[Job]
Rewrite every line of the listing below, replacing "Help me out:" with "Show me:" and leaving everything else unchanged.

>>>

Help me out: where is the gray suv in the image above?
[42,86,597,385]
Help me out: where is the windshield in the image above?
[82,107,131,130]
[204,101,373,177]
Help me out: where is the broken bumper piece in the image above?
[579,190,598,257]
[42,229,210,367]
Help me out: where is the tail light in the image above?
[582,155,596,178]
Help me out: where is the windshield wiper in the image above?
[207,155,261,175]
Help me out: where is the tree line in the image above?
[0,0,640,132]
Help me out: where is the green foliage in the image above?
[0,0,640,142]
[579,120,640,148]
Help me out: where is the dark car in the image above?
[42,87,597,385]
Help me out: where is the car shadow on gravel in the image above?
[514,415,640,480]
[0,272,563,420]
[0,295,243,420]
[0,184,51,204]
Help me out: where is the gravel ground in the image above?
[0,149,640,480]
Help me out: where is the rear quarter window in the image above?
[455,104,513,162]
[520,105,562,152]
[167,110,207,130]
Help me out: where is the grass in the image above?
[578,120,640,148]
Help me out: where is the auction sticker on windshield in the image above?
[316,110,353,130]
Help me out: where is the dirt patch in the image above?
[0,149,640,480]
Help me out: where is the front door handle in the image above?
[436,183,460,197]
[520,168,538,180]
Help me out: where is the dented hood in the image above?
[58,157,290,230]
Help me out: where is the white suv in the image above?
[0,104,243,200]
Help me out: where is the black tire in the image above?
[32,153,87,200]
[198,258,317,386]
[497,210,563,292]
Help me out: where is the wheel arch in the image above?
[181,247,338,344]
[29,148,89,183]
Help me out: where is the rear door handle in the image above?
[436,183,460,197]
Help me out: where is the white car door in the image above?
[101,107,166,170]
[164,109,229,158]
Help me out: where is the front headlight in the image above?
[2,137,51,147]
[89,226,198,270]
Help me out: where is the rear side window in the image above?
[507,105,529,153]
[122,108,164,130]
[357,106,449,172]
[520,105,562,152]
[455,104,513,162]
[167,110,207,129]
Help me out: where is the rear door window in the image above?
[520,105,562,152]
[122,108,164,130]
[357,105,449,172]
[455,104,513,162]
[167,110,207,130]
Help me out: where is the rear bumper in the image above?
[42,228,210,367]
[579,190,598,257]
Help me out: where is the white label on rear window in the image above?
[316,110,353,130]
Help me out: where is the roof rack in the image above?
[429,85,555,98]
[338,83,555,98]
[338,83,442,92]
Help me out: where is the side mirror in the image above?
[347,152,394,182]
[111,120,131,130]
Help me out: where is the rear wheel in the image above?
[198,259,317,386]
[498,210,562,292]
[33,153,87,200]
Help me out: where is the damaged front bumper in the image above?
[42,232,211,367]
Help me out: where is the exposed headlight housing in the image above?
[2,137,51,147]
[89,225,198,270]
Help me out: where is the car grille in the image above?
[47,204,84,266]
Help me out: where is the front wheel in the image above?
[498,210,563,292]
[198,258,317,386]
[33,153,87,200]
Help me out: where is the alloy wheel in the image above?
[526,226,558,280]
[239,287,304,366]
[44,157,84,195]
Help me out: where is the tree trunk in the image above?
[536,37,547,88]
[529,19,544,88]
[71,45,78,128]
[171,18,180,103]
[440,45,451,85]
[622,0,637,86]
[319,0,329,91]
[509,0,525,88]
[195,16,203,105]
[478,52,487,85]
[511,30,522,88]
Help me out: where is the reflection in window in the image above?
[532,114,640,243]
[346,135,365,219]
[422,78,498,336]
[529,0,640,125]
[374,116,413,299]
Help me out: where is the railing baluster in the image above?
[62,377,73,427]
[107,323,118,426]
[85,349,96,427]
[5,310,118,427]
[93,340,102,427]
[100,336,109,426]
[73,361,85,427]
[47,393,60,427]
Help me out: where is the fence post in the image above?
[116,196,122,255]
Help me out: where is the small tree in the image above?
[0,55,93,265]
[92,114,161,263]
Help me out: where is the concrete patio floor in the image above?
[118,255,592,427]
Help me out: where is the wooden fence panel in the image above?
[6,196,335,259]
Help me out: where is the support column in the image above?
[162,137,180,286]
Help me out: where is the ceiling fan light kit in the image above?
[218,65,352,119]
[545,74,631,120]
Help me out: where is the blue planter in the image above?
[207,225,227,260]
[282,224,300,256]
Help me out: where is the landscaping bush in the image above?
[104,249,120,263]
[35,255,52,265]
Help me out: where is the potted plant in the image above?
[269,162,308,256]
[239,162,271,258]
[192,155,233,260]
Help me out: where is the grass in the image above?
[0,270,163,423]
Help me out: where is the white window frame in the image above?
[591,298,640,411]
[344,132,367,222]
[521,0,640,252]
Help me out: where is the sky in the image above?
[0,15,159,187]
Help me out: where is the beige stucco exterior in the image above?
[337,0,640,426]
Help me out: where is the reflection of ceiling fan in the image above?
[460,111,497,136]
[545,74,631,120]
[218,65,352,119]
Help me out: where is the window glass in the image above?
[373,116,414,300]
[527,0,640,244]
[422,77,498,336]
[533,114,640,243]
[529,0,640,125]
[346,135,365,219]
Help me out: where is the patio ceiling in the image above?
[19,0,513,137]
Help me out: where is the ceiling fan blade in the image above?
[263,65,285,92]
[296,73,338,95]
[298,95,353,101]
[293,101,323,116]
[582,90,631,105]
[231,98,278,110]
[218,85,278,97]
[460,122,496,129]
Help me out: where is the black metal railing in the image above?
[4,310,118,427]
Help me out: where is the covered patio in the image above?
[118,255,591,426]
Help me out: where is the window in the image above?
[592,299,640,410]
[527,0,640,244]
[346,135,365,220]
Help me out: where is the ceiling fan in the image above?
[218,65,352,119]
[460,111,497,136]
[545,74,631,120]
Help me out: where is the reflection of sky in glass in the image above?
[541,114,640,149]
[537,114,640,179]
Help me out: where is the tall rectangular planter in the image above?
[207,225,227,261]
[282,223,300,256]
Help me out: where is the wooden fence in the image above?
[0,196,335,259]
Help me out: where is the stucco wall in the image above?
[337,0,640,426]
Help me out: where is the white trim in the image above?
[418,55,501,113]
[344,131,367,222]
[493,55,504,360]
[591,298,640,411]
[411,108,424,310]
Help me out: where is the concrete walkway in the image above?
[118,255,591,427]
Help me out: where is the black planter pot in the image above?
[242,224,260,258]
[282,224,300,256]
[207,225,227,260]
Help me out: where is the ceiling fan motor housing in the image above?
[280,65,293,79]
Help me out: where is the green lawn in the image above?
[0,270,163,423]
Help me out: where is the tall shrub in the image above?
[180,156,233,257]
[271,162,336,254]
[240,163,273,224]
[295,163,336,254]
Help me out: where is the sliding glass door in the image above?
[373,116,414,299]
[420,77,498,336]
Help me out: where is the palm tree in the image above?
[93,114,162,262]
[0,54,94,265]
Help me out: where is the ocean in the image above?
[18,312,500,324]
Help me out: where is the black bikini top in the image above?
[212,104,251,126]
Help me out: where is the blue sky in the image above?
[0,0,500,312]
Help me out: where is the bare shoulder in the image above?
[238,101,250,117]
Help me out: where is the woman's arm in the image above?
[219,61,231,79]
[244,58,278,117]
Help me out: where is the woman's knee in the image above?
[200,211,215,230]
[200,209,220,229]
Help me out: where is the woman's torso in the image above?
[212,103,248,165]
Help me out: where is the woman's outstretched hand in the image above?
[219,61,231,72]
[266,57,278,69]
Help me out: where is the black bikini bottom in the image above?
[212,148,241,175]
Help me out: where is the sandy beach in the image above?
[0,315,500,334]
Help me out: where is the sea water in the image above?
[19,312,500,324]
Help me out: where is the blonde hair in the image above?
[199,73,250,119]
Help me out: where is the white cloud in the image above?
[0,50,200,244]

<<<

[Exercise answer]
Show me: where is the gray suv in the image above?
[42,86,597,385]
Show me: where is the windshield in the image above?
[82,107,131,130]
[204,101,373,177]
Show me: where is the broken bumper piece in the image above?
[579,190,598,257]
[42,229,210,367]
Show me: where is the tail light in the image above?
[582,155,596,178]
Show me: where is the windshield wiper in the image above?
[207,155,261,175]
Show me: where is the tree line in the image above?
[0,0,640,132]
Show me: where is the green foliage in the image above?
[0,0,640,142]
[579,120,640,148]
Show me: where is the dark car in the image above?
[42,87,597,385]
Show me: where is the car shadow on gravel in the image above?
[514,415,640,480]
[0,272,563,420]
[0,295,243,420]
[0,184,51,204]
Show me: where is the gravel ground in the image above?
[0,149,640,480]
Show me: where is the rear quarter window in the image above?
[455,104,513,162]
[520,105,562,152]
[167,110,207,130]
Show me: where is the grass in the image above?
[578,120,640,148]
Show me: where is the auction sticker on windshield in the image above?
[316,110,353,130]
Show me: where is the dirt patch in the image above?
[0,149,640,480]
Show me: where is the front door handle in the image above?
[436,183,460,197]
[520,168,538,180]
Show me: where is the dented hood in the image above?
[58,157,290,230]
Show me: where is the white suv in the image above?
[0,104,243,200]
Show me: where is the black tire in the image above?
[32,153,87,200]
[198,258,317,386]
[497,210,563,292]
Show me: where is the wheel arch in the image above?
[181,247,338,344]
[29,148,89,183]
Show me: where is the rear door handle in the image above?
[436,183,460,197]
Show me: where is the white car door in the image above?
[101,107,166,170]
[164,109,229,158]
Show me: where is the front headlight in the image above?
[2,137,51,147]
[89,226,198,270]
Show me: where is the rear side window in the image above?
[507,105,529,153]
[122,108,164,130]
[357,106,449,172]
[520,105,562,152]
[455,104,513,162]
[167,110,207,129]
Show me: where is the rear door window in the image above?
[520,105,562,152]
[122,108,164,130]
[357,105,449,172]
[455,104,513,162]
[167,110,207,130]
Show me: where is the rear bumper in the image above?
[42,228,210,367]
[579,190,598,257]
Show me: where is the white label on rear window in the image above?
[316,110,353,130]
Show me: where is the roof rack in the image above?
[429,85,555,98]
[338,83,555,98]
[338,83,442,92]
Show me: where is the side mirror in the image above?
[347,152,394,182]
[111,120,131,130]
Show me: where is the rear wheel in the image above?
[198,259,317,386]
[498,210,562,292]
[33,153,87,200]
Show me: where is the damaged front bumper in the image above?
[42,232,211,367]
Show me: where is the exposed headlight housing in the image above?
[2,137,51,147]
[89,225,198,270]
Show me: where is the car grille in the image above?
[47,204,84,266]
Show me: where is the front wheel in the image above?
[498,210,563,292]
[198,258,317,386]
[33,153,87,200]
Show me: where is the alloy wheel in the image above?
[526,226,558,280]
[239,287,304,366]
[44,157,84,195]
Show me: where is the tree trunk in the image above?
[536,37,547,88]
[529,19,544,88]
[71,45,78,128]
[171,18,180,103]
[440,45,451,85]
[622,0,637,86]
[319,0,329,91]
[509,0,525,88]
[195,16,203,105]
[478,52,487,85]
[511,30,522,88]
Show me: where is the reflection in window in the image above?
[532,114,640,243]
[346,135,365,219]
[422,78,498,336]
[529,0,640,125]
[374,116,413,299]
Show me: where is the railing baluster in the image above?
[62,377,73,427]
[107,323,118,426]
[85,349,96,427]
[5,310,118,427]
[93,340,102,427]
[100,336,109,426]
[73,361,85,427]
[47,393,60,427]
Show me: where is the fence post in the image above?
[116,196,122,255]
Show me: where is the small tree in the image above?
[0,55,93,265]
[92,114,161,263]
Show me: where is the concrete patio floor in the image above?
[118,255,592,427]
Show me: where is the wooden fence panel in the image above?
[6,196,335,259]
Show me: where is the support column in the image above?
[162,137,180,286]
Show me: where is the ceiling fan light kit in the image above?
[218,65,352,119]
[545,74,631,120]
Show me: where is the blue planter in the image above?
[207,225,227,260]
[282,224,300,256]
Show me: where is the landscaping bush in the image above?
[104,249,120,263]
[35,255,52,265]
Show me: where is the potted plant in the image above?
[269,162,308,256]
[239,162,271,258]
[192,155,233,260]
Show me: where is the grass in the image above?
[0,270,163,423]
Show me: where is the white window frame in the image above?
[591,298,640,411]
[344,132,367,222]
[521,0,640,252]
Show me: where is the sky in the image above?
[0,15,159,187]
Show me: where is the beige stucco exterior in the image above?
[337,0,640,426]
Show me: where is the reflection of ceiling fan in the image above?
[460,111,497,136]
[545,74,631,120]
[218,65,352,119]
Show me: where is the window glass in the image above?
[373,116,414,300]
[527,0,640,244]
[422,77,498,336]
[533,114,640,243]
[529,0,640,125]
[346,135,365,219]
Show me: where is the patio ceiling in the image above?
[19,0,513,137]
Show me: where is the ceiling fan blade in the image above?
[263,65,285,92]
[296,73,338,95]
[298,95,353,101]
[293,101,323,116]
[582,90,631,105]
[231,98,278,110]
[218,85,278,97]
[460,122,496,129]
Show me: where is the black metal railing in the image above?
[4,310,118,427]
Show me: where is the covered patio in the image above?
[118,255,591,426]
Show me: where is the window in the image above?
[592,299,640,410]
[527,0,640,244]
[346,135,365,220]
Show me: where is the ceiling fan in the image above?
[218,65,352,119]
[460,111,497,136]
[545,74,631,120]
Show me: where is the reflection of sky in glass in the image above?
[541,114,640,149]
[537,114,640,179]
Show me: where is the tall rectangular planter in the image above?
[207,225,227,261]
[282,223,300,256]
Show me: where is the wooden fence in the image above?
[0,196,335,259]
Show me: where is the stucco wall in the image above?
[337,0,640,426]
Show me: where is the white trim in the image above?
[418,55,501,113]
[344,131,367,222]
[493,55,504,360]
[591,298,640,411]
[411,108,424,310]
Show me: where is the concrete walkway in the image above?
[118,255,591,427]
Show me: where is the black planter pot in the image above?
[242,224,260,258]
[282,224,300,256]
[207,225,227,260]
Show me: where is the ceiling fan motor housing in the image above?
[280,65,293,79]
Show me: where is the green lawn in the image above?
[0,270,163,423]
Show me: where is the tall shrub in the image above?
[180,156,233,257]
[271,162,336,254]
[240,163,273,224]
[295,163,336,254]
Show me: where is the sliding glass door in the image above?
[373,116,414,299]
[420,77,498,336]
Show me: where is the palm tree in the image above?
[93,114,162,262]
[0,54,94,265]
Show me: where is the ocean in the image above?
[18,312,500,324]
Show me: where is the black bikini top in the image above?
[212,104,251,126]
Show me: where is the blue sky in the image above?
[0,0,500,312]
Show me: where is the bare shoulder in the image above?
[238,101,250,117]
Show me: where is the woman's arm in the image above?
[219,61,231,79]
[244,58,278,117]
Show me: where is the woman's knee in the image above?
[200,211,215,230]
[200,209,220,229]
Show me: where is the woman's torso in the image above?
[212,103,248,165]
Show me: where is the woman's outstretched hand in the image above?
[219,61,231,72]
[266,57,278,69]
Show me: where is the black bikini bottom in the image above?
[212,148,241,175]
Show me: where is the sandy beach in the image above?
[0,315,500,334]
Show me: where is the sea water in the image above?
[19,312,500,324]
Show me: where is the blonde hair in the image above?
[199,73,250,119]
Show me: where is the white cloud in the image above?
[0,50,200,244]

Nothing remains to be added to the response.